Omit every picture and write out the rest of the records exactly.

**** Given information ****

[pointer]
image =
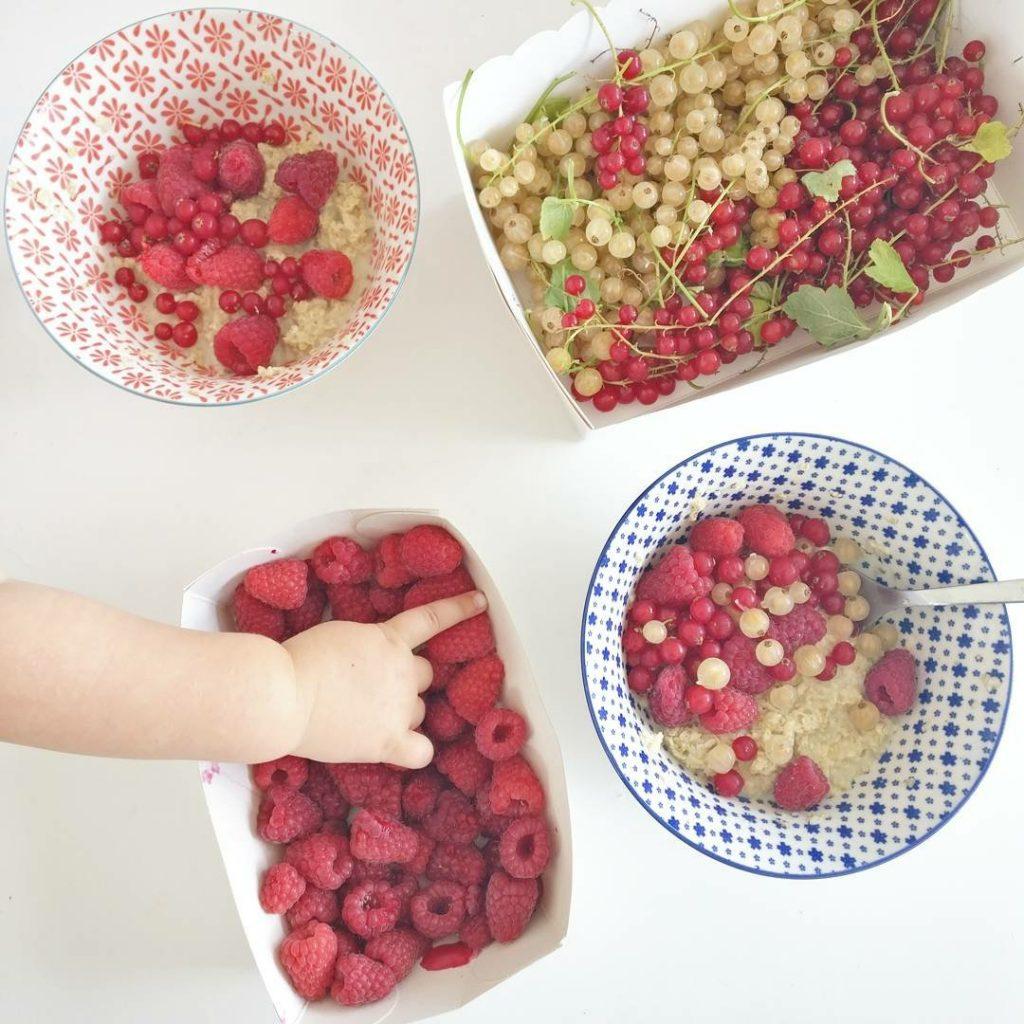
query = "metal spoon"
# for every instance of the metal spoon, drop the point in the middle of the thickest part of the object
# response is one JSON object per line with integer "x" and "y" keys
{"x": 884, "y": 600}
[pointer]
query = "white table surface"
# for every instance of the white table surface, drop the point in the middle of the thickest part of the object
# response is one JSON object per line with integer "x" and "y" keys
{"x": 113, "y": 902}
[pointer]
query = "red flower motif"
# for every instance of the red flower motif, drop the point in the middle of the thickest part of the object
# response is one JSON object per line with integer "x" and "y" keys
{"x": 217, "y": 37}
{"x": 139, "y": 79}
{"x": 241, "y": 103}
{"x": 160, "y": 43}
{"x": 257, "y": 65}
{"x": 305, "y": 50}
{"x": 295, "y": 92}
{"x": 200, "y": 75}
{"x": 335, "y": 74}
{"x": 366, "y": 91}
{"x": 268, "y": 27}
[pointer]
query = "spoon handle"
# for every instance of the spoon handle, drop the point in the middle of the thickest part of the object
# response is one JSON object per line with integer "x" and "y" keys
{"x": 998, "y": 592}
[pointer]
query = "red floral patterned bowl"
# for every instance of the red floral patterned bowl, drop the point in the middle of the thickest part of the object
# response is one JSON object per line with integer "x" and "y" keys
{"x": 127, "y": 95}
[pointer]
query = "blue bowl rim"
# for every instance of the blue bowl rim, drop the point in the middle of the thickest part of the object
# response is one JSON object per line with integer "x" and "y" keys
{"x": 190, "y": 403}
{"x": 600, "y": 735}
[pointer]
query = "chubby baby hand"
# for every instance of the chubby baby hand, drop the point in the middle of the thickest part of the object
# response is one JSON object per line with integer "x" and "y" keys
{"x": 359, "y": 684}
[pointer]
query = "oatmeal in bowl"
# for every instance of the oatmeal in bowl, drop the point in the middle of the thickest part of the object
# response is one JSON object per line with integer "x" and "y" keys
{"x": 273, "y": 207}
{"x": 739, "y": 683}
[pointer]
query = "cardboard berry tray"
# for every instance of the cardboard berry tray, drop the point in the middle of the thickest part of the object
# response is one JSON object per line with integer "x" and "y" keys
{"x": 231, "y": 799}
{"x": 505, "y": 87}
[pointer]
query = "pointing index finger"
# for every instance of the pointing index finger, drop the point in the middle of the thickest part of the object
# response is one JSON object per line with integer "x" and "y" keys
{"x": 417, "y": 626}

****

◆ Full response ◆
[pointer]
image =
query = "metal spoon"
# for every instance of the metal spoon, drop the point in the middle of the thickest part of the object
# response is one JSON object per line with integer "x" and "y" keys
{"x": 884, "y": 600}
[pointer]
query = "white table surface"
# for every instance of the white table surface, drop the point in the middle of the thickest part of the object
# response is one JSON object per line with integer "x" and "y" keys
{"x": 113, "y": 902}
[pointer]
query = "red flower motif"
# for every instance of the red flower motif, drop the point in the middle of the thickest part of the object
# response is one JSON object per line with integer "x" and "y" keys
{"x": 217, "y": 37}
{"x": 139, "y": 79}
{"x": 241, "y": 103}
{"x": 160, "y": 43}
{"x": 257, "y": 65}
{"x": 305, "y": 50}
{"x": 295, "y": 92}
{"x": 200, "y": 75}
{"x": 335, "y": 74}
{"x": 366, "y": 91}
{"x": 268, "y": 27}
[pointer]
query = "spoon handle"
# for every instance of the spoon handle, drop the point in the middle of the thickest part of the object
# response is one JSON object per line with integer "x" and "y" keys
{"x": 998, "y": 592}
[pointer]
query = "red floral patterned bowl"
# for every instance of the red floral patterned bowl, drop the point in the middle of the thickest part of the object
# response is one JSON object per line with integer "x" and "y" keys
{"x": 127, "y": 95}
[pointer]
query = "blue bowl rim"
# for every instance of the blue bowl rim, drop the point in the middle of the thickest part of the object
# response is one JSON object per line with integer "x" and "y" keys
{"x": 190, "y": 403}
{"x": 600, "y": 735}
[pointer]
query = "chubby baby hand"
# for every instance of the chubby baby hand, drop the point in the middle of the thickest part of the object
# response is one JSON object per line with integer "x" and "y" keys
{"x": 359, "y": 684}
[pointer]
query = "oatmeal in bowl"
# for every instance of the oatmeal in bowl, drop the point in the middle of the thickest part of the object
# response is one JSON object per line with integer "x" and "y" keys
{"x": 273, "y": 207}
{"x": 739, "y": 683}
[pointer]
query = "cardboard berry tray"
# for every instance of the cardboard berry tray, drop the point in the middle of the thickest part of the object
# response is one JSON object per line with integer "x" and "y" keys
{"x": 231, "y": 799}
{"x": 505, "y": 87}
[pointer]
query = "pointing index finger"
# for every instance of the pointing index finger, drop the point in the middle of the thickest part of the object
# response is one JSON object per line with integer "x" and "y" keys
{"x": 417, "y": 626}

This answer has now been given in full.